#### Page extract:
------------------------------------

Challenge
During the summer of 2020, government leaders needed to continually evaluate the economic conditions of their communities in response to the COVID-19 pandemic. They needed to make strategic decisions about how to help businesses, which ones should reopen, what part of the workforce should continue to remain remote, how long that should continue, and so forth. But there was a lack of data on which to base these decisions.
Illinois-based Blane Canada, Ltd., an economic development services firm, and the volunteer, grassroots BR|E (business retention/expansion) COVID-19 Response Network envisioned a way to quickly provide that data.
They created a benchmark survey and follow-up questionnaire to measure the level and severity of the impact and to learn the needs of businesses. The carefully selected questions revolve around the workforce, finances, supply chain, and the future.
However, they needed to gather and deliver this benchmark data, and that would be quite a challenge.
Getting the right technology in place
The COVID-19 Response Network wanted a tool that would allow them to analyze and distribute data on a large scale and free to the public. The group needed a technology partner who would take time to understand the problem, ask the right questions, and build a technology solution against a tight timeline.
Eric Canada, CEO of Blane Canada, was confident that Fusion Alliance, his company’s technology partner of two years, would be the right fit.
He asked if Fusion could build a tool for economic developers to learn the impact of the virus on their business communities. Within two weeks, we had a solution and dashboards up and running, available to the public.
Solution
Our team began by evaluating survey platforms to choose the right one for the task. We conducted proof-of-concept testing to see which platforms met all requirements, and then selected a tool. Next, we determined how to standardize and unify data collection. Then we built the survey, sent it out, and enabled other entities to send the survey, as well. That all happened within five days of being approached.
After that, the focus was on how to display the results. Our team suggested something similar to the Johns Hopkins coronavirus dashboard, and Canada was on board. A dashboard would allow users to see the story in a visual format and interact with the data.

------------------------------------

#### Assignment:
Copy the passage from the page on building a COVID-19 business survey tool again, between "However, they needed" and "available to the public.", inclusive.

------------------------------------

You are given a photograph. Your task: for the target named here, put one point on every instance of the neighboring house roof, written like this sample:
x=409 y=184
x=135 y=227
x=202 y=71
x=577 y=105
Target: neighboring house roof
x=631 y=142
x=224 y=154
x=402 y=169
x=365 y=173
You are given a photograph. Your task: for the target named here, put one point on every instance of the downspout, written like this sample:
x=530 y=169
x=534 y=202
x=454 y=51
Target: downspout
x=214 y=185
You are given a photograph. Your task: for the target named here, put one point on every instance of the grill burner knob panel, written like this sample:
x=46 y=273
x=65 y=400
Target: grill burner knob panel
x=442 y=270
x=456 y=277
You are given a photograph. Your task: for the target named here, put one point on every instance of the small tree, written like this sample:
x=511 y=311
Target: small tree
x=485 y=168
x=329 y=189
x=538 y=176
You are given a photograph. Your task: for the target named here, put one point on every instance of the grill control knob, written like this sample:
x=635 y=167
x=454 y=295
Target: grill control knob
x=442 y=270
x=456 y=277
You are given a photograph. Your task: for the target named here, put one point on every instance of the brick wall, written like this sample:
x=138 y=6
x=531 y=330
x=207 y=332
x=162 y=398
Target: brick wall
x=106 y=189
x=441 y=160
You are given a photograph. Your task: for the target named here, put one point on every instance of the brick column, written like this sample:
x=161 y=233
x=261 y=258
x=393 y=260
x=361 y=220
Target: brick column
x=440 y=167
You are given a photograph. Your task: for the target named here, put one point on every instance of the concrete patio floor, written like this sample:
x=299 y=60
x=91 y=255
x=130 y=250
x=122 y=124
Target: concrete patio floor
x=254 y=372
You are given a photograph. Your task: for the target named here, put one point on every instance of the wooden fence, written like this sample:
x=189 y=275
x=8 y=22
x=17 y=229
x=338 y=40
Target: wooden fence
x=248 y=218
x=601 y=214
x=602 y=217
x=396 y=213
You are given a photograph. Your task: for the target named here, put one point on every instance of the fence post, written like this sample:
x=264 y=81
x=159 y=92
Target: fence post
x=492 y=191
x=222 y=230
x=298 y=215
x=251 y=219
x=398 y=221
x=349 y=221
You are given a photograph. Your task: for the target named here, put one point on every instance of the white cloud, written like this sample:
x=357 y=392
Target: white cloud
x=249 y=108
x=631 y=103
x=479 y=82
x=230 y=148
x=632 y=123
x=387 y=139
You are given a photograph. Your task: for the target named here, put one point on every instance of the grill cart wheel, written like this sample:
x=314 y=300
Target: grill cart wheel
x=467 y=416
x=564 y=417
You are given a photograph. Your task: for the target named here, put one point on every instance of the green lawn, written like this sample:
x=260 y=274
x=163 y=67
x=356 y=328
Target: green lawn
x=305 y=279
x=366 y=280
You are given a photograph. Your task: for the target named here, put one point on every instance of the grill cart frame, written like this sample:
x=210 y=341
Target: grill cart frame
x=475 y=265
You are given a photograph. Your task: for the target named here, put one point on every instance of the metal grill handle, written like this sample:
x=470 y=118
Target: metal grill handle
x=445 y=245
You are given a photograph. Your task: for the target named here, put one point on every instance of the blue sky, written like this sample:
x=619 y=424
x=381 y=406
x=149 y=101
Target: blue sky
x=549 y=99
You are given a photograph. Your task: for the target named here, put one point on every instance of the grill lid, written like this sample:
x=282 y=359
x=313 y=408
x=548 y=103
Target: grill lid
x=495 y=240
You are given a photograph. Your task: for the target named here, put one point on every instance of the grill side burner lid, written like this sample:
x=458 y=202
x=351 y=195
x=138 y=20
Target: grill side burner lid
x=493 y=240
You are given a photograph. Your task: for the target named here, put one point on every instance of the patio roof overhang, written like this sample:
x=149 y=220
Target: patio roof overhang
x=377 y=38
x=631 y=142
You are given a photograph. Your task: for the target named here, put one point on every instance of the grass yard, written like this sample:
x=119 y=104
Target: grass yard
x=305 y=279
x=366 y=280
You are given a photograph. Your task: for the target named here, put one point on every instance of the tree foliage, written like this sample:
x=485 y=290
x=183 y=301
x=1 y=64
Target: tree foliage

------------------------------------

#### Answer to this exercise:
However, they needed to gather and deliver this benchmark data, and that would be quite a challenge.
Getting the right technology in place
The COVID-19 Response Network wanted a tool that would allow them to analyze and distribute data on a large scale and free to the public. The group needed a technology partner who would take time to understand the problem, ask the right questions, and build a technology solution against a tight timeline.
Eric Canada, CEO of Blane Canada, was confident that Fusion Alliance, his company’s technology partner of two years, would be the right fit.
He asked if Fusion could build a tool for economic developers to learn the impact of the virus on their business communities. Within two weeks, we had a solution and dashboards up and running, available to the public.